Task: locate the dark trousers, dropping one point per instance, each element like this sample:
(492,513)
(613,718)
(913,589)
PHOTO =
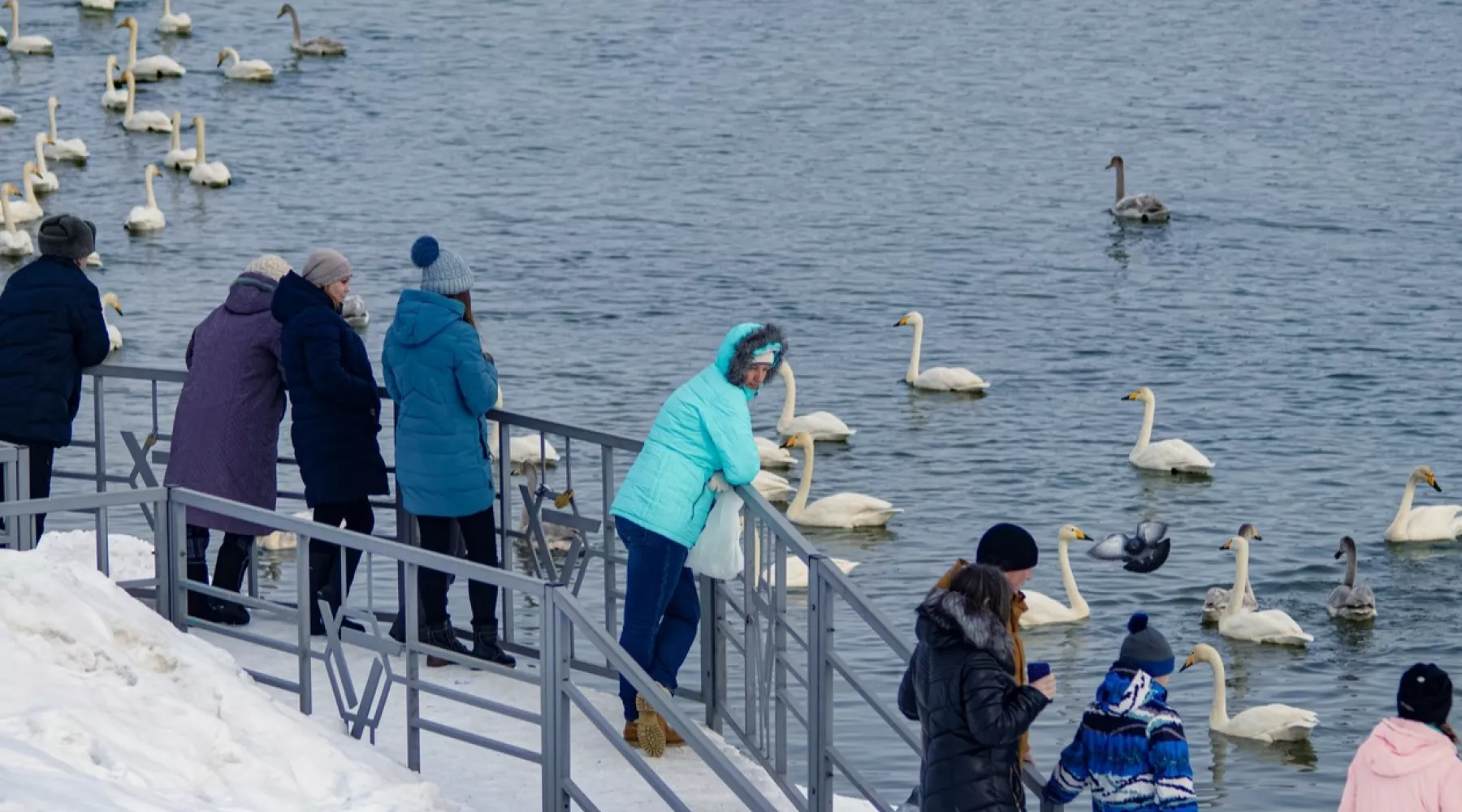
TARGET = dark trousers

(Short task)
Revise the entries above so that every "dark trousers" becomes "black pants", leaving the rest unchanged. Leave the pictures out of your answer.

(Correct response)
Task: locate the black pants, dropping one point per instance, each element like this sample:
(492,513)
(613,718)
(913,589)
PHOTO =
TARGET = black pants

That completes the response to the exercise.